------ Given records ------

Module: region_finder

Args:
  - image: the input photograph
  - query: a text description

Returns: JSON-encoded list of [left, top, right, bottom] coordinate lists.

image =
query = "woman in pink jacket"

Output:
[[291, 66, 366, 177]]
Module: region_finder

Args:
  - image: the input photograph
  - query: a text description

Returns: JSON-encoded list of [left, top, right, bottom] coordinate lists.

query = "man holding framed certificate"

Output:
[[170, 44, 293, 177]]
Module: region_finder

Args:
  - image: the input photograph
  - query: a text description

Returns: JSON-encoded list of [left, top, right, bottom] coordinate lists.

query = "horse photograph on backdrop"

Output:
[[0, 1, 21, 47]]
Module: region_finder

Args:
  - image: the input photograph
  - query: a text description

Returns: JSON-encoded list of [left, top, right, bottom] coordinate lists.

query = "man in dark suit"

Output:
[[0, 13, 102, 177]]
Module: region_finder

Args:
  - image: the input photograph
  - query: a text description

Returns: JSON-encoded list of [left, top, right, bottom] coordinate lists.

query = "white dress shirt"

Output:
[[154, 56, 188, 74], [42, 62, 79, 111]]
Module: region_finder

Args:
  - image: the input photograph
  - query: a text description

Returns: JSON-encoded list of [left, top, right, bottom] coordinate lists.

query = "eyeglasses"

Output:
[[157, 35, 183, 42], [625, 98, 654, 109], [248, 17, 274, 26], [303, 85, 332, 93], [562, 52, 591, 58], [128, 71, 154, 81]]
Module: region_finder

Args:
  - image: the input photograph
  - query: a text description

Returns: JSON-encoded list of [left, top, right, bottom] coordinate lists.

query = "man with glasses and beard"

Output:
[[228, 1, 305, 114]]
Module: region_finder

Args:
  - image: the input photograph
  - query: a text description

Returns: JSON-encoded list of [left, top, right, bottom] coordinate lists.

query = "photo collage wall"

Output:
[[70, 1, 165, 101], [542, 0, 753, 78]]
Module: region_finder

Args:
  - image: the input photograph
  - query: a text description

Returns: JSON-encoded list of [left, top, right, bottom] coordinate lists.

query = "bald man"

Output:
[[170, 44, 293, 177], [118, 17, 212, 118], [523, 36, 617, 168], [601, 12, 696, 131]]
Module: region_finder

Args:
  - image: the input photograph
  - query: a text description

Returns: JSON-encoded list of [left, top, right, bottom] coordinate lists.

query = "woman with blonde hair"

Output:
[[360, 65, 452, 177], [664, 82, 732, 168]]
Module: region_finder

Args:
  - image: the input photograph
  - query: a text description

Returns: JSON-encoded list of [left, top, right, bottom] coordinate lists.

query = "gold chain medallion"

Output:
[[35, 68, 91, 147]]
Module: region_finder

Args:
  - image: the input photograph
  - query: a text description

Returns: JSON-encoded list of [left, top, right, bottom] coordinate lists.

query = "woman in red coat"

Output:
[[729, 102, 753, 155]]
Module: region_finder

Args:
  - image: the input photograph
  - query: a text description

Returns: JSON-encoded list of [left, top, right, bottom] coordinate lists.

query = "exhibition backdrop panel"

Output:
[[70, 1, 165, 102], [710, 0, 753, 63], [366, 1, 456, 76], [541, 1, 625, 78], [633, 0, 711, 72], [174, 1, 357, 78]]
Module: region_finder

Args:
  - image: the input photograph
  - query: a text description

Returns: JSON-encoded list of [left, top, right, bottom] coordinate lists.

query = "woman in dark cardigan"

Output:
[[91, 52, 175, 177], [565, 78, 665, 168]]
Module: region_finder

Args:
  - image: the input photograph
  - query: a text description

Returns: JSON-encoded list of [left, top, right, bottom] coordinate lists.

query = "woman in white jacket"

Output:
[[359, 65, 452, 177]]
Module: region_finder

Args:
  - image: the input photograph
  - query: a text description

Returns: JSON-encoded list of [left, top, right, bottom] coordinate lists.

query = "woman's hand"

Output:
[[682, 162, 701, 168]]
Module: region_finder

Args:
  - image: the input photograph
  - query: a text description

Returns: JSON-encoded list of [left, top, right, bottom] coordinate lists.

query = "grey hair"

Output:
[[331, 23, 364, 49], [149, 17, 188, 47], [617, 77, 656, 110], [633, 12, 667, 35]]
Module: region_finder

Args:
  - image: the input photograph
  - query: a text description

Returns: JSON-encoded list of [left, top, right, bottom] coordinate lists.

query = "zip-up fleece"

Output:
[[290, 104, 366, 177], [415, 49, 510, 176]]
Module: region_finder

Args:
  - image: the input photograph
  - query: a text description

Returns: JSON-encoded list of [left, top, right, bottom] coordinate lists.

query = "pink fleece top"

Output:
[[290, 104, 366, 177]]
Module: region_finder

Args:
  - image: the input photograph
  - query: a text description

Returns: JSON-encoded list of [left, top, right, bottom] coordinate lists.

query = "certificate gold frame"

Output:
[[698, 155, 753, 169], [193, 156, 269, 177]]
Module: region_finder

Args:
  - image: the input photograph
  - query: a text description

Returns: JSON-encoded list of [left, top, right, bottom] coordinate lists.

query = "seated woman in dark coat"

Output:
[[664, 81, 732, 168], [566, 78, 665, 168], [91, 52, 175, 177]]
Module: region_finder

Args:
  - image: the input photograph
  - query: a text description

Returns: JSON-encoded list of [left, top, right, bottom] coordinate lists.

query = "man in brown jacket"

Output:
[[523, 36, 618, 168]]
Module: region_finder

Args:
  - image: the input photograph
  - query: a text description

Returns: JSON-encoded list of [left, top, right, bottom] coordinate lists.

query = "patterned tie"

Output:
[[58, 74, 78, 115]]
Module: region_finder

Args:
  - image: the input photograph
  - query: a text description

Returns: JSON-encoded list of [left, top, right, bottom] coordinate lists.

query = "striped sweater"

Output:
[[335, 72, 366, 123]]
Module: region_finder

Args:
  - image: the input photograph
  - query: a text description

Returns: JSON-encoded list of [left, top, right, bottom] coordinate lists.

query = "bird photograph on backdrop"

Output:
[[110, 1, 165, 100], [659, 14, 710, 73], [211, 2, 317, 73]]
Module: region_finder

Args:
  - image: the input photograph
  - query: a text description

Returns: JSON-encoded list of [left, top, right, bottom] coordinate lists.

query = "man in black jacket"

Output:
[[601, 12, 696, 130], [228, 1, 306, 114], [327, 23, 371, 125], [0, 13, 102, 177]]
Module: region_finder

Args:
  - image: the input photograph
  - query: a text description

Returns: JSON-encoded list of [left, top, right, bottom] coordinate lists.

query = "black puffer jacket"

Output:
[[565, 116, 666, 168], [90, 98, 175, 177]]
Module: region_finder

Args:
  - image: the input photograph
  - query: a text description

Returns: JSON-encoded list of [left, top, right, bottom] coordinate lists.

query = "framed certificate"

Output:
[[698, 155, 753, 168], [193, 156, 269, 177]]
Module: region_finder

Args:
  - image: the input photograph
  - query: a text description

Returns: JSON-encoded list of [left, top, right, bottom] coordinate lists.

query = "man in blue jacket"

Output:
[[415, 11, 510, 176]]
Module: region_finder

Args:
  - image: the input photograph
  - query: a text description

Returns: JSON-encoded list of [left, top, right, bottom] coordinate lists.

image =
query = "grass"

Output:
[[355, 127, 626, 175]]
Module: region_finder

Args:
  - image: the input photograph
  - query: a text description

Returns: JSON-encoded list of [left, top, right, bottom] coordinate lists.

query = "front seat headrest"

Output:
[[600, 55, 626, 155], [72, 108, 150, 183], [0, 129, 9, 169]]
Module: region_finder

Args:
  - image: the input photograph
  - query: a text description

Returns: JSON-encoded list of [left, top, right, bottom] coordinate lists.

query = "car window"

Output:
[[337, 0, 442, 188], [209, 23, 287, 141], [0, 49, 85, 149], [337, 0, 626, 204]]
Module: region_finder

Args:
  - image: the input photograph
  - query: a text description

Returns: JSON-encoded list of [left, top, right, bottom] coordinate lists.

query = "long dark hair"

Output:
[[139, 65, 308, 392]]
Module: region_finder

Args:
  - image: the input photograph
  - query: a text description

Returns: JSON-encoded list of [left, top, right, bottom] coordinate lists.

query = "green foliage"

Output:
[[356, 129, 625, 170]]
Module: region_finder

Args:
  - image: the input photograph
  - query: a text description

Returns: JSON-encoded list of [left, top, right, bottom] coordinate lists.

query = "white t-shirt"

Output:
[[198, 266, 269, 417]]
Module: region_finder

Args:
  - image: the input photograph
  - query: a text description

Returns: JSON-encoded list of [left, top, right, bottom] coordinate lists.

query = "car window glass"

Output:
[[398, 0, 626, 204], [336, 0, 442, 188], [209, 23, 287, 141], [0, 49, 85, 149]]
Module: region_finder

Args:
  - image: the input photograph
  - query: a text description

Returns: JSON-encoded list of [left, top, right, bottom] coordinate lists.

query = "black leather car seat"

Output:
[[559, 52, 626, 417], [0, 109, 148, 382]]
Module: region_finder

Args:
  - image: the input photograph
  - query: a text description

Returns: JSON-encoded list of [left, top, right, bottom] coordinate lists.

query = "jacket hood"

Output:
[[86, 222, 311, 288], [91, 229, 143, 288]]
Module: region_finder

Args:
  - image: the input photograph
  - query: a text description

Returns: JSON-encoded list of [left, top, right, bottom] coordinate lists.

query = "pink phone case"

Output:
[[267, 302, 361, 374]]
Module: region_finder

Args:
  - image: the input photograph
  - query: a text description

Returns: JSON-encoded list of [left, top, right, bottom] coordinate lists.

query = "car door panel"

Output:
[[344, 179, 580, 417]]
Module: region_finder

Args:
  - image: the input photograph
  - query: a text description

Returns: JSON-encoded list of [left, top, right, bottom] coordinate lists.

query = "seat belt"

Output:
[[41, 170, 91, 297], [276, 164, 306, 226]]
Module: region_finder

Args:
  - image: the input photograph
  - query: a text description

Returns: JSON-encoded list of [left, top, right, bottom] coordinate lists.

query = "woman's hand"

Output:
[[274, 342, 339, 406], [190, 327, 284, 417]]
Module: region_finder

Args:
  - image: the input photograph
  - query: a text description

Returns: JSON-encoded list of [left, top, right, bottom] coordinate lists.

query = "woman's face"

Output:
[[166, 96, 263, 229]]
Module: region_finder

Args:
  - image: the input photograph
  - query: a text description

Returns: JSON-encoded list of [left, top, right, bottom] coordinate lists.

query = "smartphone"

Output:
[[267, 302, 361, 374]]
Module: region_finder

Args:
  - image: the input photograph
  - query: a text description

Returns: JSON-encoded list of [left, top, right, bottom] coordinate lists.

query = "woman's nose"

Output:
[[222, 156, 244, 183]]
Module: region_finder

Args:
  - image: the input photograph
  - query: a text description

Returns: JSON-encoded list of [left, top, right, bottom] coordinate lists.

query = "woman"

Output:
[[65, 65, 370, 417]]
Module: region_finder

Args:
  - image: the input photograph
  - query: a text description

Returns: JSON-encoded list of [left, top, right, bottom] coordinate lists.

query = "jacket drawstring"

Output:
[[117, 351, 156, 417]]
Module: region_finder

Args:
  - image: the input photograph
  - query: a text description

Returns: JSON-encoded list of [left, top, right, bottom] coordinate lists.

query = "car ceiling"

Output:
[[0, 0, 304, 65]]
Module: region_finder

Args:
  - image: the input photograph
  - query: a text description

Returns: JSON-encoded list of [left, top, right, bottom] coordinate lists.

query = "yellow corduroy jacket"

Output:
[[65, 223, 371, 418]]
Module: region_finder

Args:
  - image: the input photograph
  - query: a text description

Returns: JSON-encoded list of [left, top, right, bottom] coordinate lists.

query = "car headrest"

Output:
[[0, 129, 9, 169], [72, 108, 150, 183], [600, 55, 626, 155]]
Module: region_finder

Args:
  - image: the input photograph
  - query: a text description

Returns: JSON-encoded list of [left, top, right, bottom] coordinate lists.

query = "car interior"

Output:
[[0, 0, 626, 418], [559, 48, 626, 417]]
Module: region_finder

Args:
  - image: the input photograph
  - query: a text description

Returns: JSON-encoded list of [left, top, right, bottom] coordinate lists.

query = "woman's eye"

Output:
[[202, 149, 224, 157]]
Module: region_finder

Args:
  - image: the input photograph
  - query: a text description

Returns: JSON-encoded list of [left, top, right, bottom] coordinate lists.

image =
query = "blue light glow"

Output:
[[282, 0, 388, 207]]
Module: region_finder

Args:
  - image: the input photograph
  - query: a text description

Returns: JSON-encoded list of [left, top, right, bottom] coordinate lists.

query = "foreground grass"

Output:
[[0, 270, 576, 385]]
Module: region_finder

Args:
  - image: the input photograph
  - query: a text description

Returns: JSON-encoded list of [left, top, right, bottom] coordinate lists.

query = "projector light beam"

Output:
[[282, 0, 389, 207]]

------

[Exercise requirements]: Write out, word for word, every line from the beginning of the items down to and including the line that contains "[[0, 1, 21, 47]]".

[Result]:
Module: region_finder

Args:
  - image: the input photograph
  - query: a text description

Returns: JSON-encoded list of [left, top, right, bottom] coordinate lists.

image =
query = "woman in pink jacket"

Output:
[[291, 66, 366, 177]]
Module: region_finder

Args:
  - image: the input photograph
  - query: a text description

Returns: JSON-encoded list of [left, top, right, bottom] coordinate lists.

query = "man holding framed certificate"

Output:
[[170, 44, 293, 177]]
Module: region_finder

Args:
  - image: the input photograph
  - query: a text description

Returns: JSON-encoded list of [left, top, right, bottom] coordinate lists.

query = "horse photograph on backdrop"

Output:
[[0, 1, 21, 47]]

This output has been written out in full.